Short problem ▸
Reproduce the entries below in full, word for word.

Material for the task ▸

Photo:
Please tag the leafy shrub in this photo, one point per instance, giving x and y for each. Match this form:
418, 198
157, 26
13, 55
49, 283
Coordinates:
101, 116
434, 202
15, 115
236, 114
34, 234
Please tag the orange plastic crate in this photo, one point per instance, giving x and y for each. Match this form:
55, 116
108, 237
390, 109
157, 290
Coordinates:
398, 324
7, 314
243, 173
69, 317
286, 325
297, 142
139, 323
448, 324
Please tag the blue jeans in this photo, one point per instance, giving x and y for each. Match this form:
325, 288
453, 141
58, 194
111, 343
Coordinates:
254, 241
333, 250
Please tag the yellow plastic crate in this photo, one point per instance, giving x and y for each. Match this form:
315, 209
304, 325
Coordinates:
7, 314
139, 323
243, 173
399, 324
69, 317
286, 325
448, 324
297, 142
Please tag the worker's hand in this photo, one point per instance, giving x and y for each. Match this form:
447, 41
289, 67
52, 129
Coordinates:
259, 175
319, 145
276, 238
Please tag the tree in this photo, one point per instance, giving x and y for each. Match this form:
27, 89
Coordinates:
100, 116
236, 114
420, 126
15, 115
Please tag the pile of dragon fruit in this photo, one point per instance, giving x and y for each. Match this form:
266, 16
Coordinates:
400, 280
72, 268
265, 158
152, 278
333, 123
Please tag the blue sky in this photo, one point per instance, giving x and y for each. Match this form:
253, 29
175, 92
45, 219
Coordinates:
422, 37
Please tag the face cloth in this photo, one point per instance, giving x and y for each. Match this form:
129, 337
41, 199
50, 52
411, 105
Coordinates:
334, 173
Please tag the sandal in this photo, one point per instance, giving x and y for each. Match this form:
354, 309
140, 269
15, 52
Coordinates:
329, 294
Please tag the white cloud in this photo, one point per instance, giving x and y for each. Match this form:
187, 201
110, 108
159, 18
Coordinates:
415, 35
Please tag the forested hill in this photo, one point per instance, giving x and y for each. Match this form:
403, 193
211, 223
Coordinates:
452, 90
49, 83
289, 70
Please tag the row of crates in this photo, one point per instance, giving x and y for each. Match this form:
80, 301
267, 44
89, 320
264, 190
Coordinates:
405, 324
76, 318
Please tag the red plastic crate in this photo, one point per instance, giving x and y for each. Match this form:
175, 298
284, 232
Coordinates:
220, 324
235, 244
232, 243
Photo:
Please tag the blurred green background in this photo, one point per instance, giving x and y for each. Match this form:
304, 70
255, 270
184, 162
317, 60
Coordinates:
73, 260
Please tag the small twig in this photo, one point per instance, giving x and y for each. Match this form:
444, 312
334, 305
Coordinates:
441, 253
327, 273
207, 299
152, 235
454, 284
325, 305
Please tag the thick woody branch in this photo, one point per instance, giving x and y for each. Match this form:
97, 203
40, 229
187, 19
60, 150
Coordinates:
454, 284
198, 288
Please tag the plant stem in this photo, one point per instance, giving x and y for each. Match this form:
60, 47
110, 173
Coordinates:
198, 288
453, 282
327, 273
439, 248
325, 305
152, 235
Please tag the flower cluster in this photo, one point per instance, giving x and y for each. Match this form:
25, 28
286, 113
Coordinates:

Full response ▸
Photo:
Please tag the leafy shrub in this photo, one point per instance, giving x and y for each. Match this form:
418, 198
157, 26
13, 55
49, 283
Coordinates:
101, 116
434, 202
15, 115
236, 114
34, 234
Please tag the orange plastic crate in this photo, one point per instance, giving x and y for each. Match this form:
55, 116
108, 237
390, 109
157, 290
Coordinates:
398, 324
7, 314
243, 173
69, 317
286, 325
297, 142
139, 323
448, 324
Please tag the blue jeans in this photo, one point per instance, giving x and y for each. Match this form:
325, 288
453, 141
58, 194
111, 343
Coordinates:
254, 241
333, 250
Please tag the yellow plastic crate in this photo, one point per instance, giving x and y for each. Match this form:
315, 209
304, 325
Coordinates:
7, 314
139, 323
243, 173
399, 324
69, 317
286, 325
448, 324
297, 142
Please tag the worker's hand in this photo, one point per instance, giving x and y for each. Match this form:
447, 41
289, 67
52, 129
Coordinates:
259, 175
319, 145
276, 238
Please tag the tree in this photo, one point per instance, giving x and y for each. Match this form:
27, 89
Coordinates:
100, 116
236, 114
420, 126
15, 115
Please tag the pile of dragon fruit in this photo, one point per instance, giving x and y for each. Match this form:
266, 16
Coordinates:
400, 280
72, 268
265, 158
152, 278
333, 123
Please tag the blue sky in this photo, one point per instance, giving x and y for each. Match this form:
253, 29
175, 92
45, 219
Coordinates:
422, 37
Please tag the face cloth in this photo, one point per instance, giving x and y for each. Match this form:
129, 337
41, 199
50, 52
411, 105
Coordinates:
334, 173
Please tag the sandal in this photo, one point per instance, giving x and y for each. Match this form:
354, 309
140, 269
15, 52
Coordinates:
329, 294
Please tag the white cloud in this photo, one point per instance, giving x and y for each. Match this form:
187, 201
110, 108
159, 18
Coordinates:
415, 35
Please tag the forested hill in this photo, one point per instance, giving x and y for each. Match this form:
403, 193
211, 223
Coordinates:
452, 90
49, 83
289, 70
Please tag the row of crates in this photo, one point per instance, giving x and y for each. Match this form:
80, 301
267, 44
89, 320
264, 190
Coordinates:
405, 324
76, 318
Please tag the red plastic crate in this photo, one point per instance, giving x and y for each. Match this form:
175, 298
284, 232
Coordinates:
220, 324
235, 244
232, 243
Photo:
Please tag the blurred green background in this photo, one point per instance, giving x and y for each. Match this form:
304, 70
255, 270
184, 162
317, 60
Coordinates:
73, 260
Please tag the small twig in this photo, one point per instance, giving x and y for each. Match this form:
444, 312
334, 305
Coordinates:
441, 253
327, 273
207, 299
152, 235
454, 284
325, 305
Please tag the thick woody branch in this photo, one point per instance, giving x and y for each. Match this form:
97, 203
40, 229
187, 19
60, 150
Coordinates:
454, 284
198, 288
Please tag the plant stem in this photo, one point per instance, giving x and y for each. Match this form:
60, 47
110, 173
Coordinates:
198, 288
453, 282
327, 273
439, 248
325, 305
152, 235
Please tag the flower cluster in this photo, one point per instance, giving x and y for each. Match this form:
25, 28
286, 113
Coordinates:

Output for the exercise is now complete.